Instructions for the task:
Format the records below as a JSON list of strings with one string per line, skipping blank lines.

(Rows from a segmentation dataset)
╭──
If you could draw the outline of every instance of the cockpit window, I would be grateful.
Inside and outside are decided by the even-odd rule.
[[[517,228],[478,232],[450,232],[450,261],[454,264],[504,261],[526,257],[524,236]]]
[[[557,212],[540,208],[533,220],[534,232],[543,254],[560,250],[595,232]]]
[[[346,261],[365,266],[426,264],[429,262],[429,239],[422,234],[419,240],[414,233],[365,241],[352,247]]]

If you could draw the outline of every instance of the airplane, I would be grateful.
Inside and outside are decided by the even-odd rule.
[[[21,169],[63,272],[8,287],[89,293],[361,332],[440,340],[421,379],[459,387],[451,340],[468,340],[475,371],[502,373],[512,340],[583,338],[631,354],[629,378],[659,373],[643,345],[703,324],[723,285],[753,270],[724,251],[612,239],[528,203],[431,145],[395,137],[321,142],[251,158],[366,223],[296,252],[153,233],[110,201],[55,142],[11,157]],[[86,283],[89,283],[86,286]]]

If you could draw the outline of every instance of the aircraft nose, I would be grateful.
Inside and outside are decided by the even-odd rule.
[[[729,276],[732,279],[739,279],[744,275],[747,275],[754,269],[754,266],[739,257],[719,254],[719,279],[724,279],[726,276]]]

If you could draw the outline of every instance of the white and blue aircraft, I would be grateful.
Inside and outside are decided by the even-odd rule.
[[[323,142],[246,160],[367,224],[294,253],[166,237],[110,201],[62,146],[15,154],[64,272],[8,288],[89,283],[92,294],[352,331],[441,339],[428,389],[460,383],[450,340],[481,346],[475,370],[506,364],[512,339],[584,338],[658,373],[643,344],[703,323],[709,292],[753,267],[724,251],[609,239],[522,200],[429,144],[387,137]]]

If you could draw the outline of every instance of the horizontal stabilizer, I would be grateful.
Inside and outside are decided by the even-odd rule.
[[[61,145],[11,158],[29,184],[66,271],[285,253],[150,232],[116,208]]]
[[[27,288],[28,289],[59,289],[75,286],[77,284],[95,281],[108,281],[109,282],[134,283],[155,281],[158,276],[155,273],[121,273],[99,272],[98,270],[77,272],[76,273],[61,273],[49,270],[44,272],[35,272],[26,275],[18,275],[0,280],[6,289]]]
╰──
Response:
[
  "If you could draw the outline of every instance of the cockpit window, I would be grateful.",
  "Inside and outside are decided by the even-odd rule.",
  "[[[517,228],[478,232],[450,232],[450,261],[454,264],[504,261],[526,257],[524,236]]]",
  "[[[557,212],[540,208],[533,220],[534,232],[543,254],[560,250],[595,232]]]",
  "[[[346,261],[365,266],[426,264],[429,262],[429,239],[422,234],[419,240],[414,233],[365,241],[352,247]]]",
  "If you could draw the outline of every instance of the airplane, I would be grateful.",
  "Inside and outside are decided by the even-odd rule.",
  "[[[21,169],[63,272],[8,287],[89,293],[361,332],[440,340],[421,379],[459,387],[451,340],[468,340],[475,371],[502,373],[512,340],[583,338],[631,354],[629,378],[659,373],[643,345],[703,324],[723,285],[753,270],[724,251],[612,239],[528,203],[431,145],[395,137],[321,142],[251,158],[366,223],[296,252],[153,233],[110,201],[55,142],[11,157]],[[86,283],[89,283],[86,286]]]",
  "If you could draw the outline of every instance of the aircraft nose, I would be grateful.",
  "Inside and outside are decided by the even-odd rule.",
  "[[[729,276],[732,279],[739,279],[744,275],[747,275],[754,269],[754,266],[739,257],[719,254],[719,279],[724,279],[726,276]]]",
  "If you could draw the outline of every instance of the white and blue aircraft, I would be grateful.",
  "Inside and outside are decided by the even-odd rule.",
  "[[[323,142],[246,160],[367,224],[294,253],[166,237],[110,201],[62,146],[15,154],[64,272],[8,288],[89,283],[92,294],[352,331],[441,339],[428,389],[460,383],[450,340],[481,346],[475,370],[506,364],[512,339],[584,338],[658,373],[643,344],[703,323],[709,292],[753,267],[724,251],[609,239],[522,200],[429,144],[387,137]]]",
  "If you could draw the outline of every instance of the horizontal stabilizer, I would be grateful.",
  "Inside and outside are decided by the even-odd rule.",
  "[[[61,145],[11,158],[29,184],[66,271],[285,253],[150,232],[116,208]]]",
  "[[[27,288],[28,289],[59,289],[75,286],[77,284],[95,281],[108,281],[109,282],[134,283],[155,281],[158,276],[155,273],[121,273],[99,272],[98,270],[77,272],[76,273],[61,273],[49,270],[44,272],[35,272],[26,275],[18,275],[0,280],[6,289]]]"
]